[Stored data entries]
********************
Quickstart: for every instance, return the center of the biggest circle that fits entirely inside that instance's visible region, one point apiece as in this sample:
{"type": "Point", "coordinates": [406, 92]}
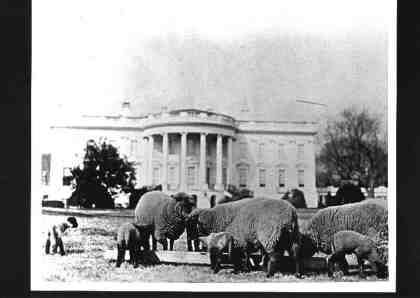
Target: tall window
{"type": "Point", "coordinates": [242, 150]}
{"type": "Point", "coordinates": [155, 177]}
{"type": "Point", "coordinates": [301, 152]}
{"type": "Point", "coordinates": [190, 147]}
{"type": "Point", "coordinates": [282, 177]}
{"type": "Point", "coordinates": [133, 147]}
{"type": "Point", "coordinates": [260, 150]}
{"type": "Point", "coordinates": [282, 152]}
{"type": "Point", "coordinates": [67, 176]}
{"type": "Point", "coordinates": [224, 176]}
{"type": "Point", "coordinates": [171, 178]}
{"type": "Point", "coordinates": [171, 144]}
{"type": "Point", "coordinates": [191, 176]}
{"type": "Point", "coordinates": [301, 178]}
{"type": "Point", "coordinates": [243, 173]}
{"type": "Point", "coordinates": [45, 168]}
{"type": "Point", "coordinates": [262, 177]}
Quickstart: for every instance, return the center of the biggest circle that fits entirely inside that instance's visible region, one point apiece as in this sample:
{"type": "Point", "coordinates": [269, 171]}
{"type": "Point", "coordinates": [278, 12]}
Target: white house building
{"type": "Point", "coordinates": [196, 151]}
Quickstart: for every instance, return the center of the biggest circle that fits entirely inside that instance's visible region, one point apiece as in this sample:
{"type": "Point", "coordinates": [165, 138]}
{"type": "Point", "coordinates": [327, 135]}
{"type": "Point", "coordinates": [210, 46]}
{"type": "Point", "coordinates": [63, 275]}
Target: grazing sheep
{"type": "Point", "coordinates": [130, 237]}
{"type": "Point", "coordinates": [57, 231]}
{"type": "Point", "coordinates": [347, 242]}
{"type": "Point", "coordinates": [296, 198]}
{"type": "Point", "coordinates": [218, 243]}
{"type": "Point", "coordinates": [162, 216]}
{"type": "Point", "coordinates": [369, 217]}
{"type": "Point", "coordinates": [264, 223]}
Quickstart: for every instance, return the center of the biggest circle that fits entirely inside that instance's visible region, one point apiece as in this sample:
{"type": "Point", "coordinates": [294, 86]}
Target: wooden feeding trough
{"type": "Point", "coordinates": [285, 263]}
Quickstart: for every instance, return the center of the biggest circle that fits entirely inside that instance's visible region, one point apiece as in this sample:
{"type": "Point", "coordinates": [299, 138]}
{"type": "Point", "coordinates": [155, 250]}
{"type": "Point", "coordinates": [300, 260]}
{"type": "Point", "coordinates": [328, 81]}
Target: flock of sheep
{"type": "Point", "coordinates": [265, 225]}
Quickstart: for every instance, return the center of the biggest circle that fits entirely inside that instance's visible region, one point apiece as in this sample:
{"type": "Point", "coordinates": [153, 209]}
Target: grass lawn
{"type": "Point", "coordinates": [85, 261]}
********************
| Problem description |
Having removed the pictures, write out the records exactly as they stand.

| Exercise solution |
Quickstart: for every instance, return the center of the biggest circle that fits entirely inside that instance's visible region, one point apiece as in this sample:
{"type": "Point", "coordinates": [406, 92]}
Target: tall window
{"type": "Point", "coordinates": [242, 150]}
{"type": "Point", "coordinates": [155, 177]}
{"type": "Point", "coordinates": [301, 152]}
{"type": "Point", "coordinates": [190, 147]}
{"type": "Point", "coordinates": [282, 177]}
{"type": "Point", "coordinates": [133, 147]}
{"type": "Point", "coordinates": [260, 150]}
{"type": "Point", "coordinates": [282, 152]}
{"type": "Point", "coordinates": [67, 176]}
{"type": "Point", "coordinates": [224, 176]}
{"type": "Point", "coordinates": [171, 178]}
{"type": "Point", "coordinates": [171, 144]}
{"type": "Point", "coordinates": [191, 176]}
{"type": "Point", "coordinates": [301, 178]}
{"type": "Point", "coordinates": [243, 173]}
{"type": "Point", "coordinates": [45, 168]}
{"type": "Point", "coordinates": [262, 177]}
Quickstart: for every instance, return the center of the biggest circle that fits entirely inside that instance's visible region, one point apiece as in this sample:
{"type": "Point", "coordinates": [269, 171]}
{"type": "Point", "coordinates": [278, 12]}
Target: white house building
{"type": "Point", "coordinates": [196, 151]}
Quickstart: for every instance, return the center of the biggest circle that fits entirely inside that instance's visible region, one point apiece as in this sample:
{"type": "Point", "coordinates": [165, 138]}
{"type": "Point", "coordinates": [327, 135]}
{"type": "Point", "coordinates": [210, 46]}
{"type": "Point", "coordinates": [63, 275]}
Target: grazing sheep
{"type": "Point", "coordinates": [130, 237]}
{"type": "Point", "coordinates": [57, 231]}
{"type": "Point", "coordinates": [347, 242]}
{"type": "Point", "coordinates": [296, 198]}
{"type": "Point", "coordinates": [218, 243]}
{"type": "Point", "coordinates": [162, 216]}
{"type": "Point", "coordinates": [369, 217]}
{"type": "Point", "coordinates": [264, 223]}
Quickstart: for every instance, return the center of the biggest circle that fits entirely inside that instance's visible region, one point apiece as in this sample:
{"type": "Point", "coordinates": [294, 86]}
Target: wooden feeding trough
{"type": "Point", "coordinates": [285, 263]}
Quickstart: for every instance, return the center of the biggest circle that fits entirely inside that instance's visible region, one point apiece as in this sample:
{"type": "Point", "coordinates": [299, 138]}
{"type": "Point", "coordinates": [155, 250]}
{"type": "Point", "coordinates": [300, 260]}
{"type": "Point", "coordinates": [328, 81]}
Target: flock of sheep
{"type": "Point", "coordinates": [265, 225]}
Quickstart: for every instance, return the center of the biggest circle that fits entirely inside that instance's visible region, one point apiece as in this sample:
{"type": "Point", "coordinates": [153, 209]}
Target: grass lawn
{"type": "Point", "coordinates": [85, 261]}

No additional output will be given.